## INSTRUCTIONS FOR THE TASK
Write out the passage from the comments on American democracy word for word, everything from "I don't have" down to "to these thugs.".

## SOURCE TEXT
Those are the lessons I believe the GOP learned. I won't be at all surprised to see massive obstruction to anything Biden tries to do from McConnell and judges he railroaded onto courts across the nation. US democracy remains very much on the ropes.

Cap

Owen Gray said...

I agree that democracy is still on the ropes, Cap, Biden will have a really long and tough row to hoe.

The Disaffected Lib said...

A terrific opinion piece, Owen. Thanks for the link. You and I are skeptical whether the US is already past the point of no return. There are conservative Republicans such as David Frum and Max Boot who question whether the only hope for the Republican Party is to burn it to the ground and start all over.

I don't have a lot of confidence that what ails America will be cured in Washington. It may, instead, play out in the 'burbs and small town America and that could be messy. It would be foolish to believe that a Biden/Democrat victory will miraculously disarm what the FBI and NSA warn is the greatest terrorist threat facing that country - domestic terrorism. The US has an insane amount of fire power in the hands of disturbed and volatile people, the sort who plot to kidnap governors and put them on "trial." It's worse that American law enforcement seems sympathetic to these thugs.

It sounds preposterous but America has become less governable after 9/11 than it has been since the Civil War. I don't doubt that Biden will do his very best to deal with the rifts, the fault lines but first he'll have to stop them from worsening and that might be a very hard sell for the xenophobes, racists, white supremacists and gun thug militias who remain "locked and loaded."

Could this mutate into an insurgency? Can it be ruled out? Don't forget, the Bolshies had a following of not more than 23,000 yet managed to put the Czar, his family and his ministers to the sword. They ruled the country and terrorized the world and the people of the Soviet republics for 80 years after seizing power at the muzzle of a gun.

It is not impossible to imagine Trump inciting some form of unrest even if he winds up in a jail cell. Hell, half these loons already see him as a martyr, the victim of a resurgent Deep State. Cracking down on these militias only feeds Trump's narratives of the Dems moving to dismantle the 2nd Amendment, the radical right's favourite fetish.

Add to this unrest the stress multipliers of climate change, inequality, the rise of authoritarianism in an increasingly destabilized world, challenges to American hegemony from China and elsewhere, Thucydides Trap and the prospect of armed clashes, Covid-19 and the hazard of more pandemics and viral contagions - all or any of them - and Biden's chances of restoring peace, order and good government to the United States look bleak.

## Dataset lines
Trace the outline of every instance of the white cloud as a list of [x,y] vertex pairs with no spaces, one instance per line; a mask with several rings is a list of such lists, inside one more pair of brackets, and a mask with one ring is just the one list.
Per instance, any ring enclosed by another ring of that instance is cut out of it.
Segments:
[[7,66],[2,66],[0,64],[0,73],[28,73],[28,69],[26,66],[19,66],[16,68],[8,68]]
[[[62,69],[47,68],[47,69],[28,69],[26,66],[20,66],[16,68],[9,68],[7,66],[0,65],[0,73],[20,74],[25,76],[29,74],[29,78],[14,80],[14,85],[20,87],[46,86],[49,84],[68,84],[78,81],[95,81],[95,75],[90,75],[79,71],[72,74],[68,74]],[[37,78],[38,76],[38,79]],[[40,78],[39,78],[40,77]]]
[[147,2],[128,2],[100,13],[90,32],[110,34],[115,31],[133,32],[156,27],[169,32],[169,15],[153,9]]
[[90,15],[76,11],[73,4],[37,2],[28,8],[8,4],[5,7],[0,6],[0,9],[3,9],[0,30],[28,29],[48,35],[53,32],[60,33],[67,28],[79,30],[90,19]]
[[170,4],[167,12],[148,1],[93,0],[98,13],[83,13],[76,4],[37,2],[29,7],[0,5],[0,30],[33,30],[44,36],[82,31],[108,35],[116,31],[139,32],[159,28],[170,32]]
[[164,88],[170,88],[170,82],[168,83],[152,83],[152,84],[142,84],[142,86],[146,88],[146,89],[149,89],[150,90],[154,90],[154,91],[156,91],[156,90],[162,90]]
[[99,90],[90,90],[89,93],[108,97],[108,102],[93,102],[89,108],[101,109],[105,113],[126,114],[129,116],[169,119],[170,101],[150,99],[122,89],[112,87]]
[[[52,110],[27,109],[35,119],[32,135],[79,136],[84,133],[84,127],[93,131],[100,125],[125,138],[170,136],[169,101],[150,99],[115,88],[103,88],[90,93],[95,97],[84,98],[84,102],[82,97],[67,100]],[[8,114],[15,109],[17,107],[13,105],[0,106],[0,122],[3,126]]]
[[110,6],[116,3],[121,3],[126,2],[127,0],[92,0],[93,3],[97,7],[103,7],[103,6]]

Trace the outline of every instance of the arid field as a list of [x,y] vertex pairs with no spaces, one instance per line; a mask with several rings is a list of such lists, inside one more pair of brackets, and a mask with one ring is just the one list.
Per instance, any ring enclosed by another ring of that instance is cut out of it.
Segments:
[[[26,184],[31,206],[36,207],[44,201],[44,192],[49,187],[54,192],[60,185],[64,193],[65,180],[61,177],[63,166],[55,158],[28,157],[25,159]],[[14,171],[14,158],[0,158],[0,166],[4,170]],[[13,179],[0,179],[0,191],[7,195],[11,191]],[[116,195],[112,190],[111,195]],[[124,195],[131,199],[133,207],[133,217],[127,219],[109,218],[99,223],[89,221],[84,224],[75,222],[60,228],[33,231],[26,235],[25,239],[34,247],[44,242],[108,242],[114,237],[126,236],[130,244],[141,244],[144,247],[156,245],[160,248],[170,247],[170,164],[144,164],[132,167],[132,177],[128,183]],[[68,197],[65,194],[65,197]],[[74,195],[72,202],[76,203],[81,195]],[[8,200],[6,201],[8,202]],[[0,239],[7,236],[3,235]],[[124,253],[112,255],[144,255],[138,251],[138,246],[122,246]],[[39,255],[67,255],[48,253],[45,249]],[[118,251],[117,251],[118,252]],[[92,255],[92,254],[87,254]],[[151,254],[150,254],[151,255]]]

## RESULT
I don't have a lot of confidence that what ails America will be cured in Washington. It may, instead, play out in the 'burbs and small town America and that could be messy. It would be foolish to believe that a Biden/Democrat victory will miraculously disarm what the FBI and NSA warn is the greatest terrorist threat facing that country - domestic terrorism. The US has an insane amount of fire power in the hands of disturbed and volatile people, the sort who plot to kidnap governors and put them on "trial." It's worse that American law enforcement seems sympathetic to these thugs.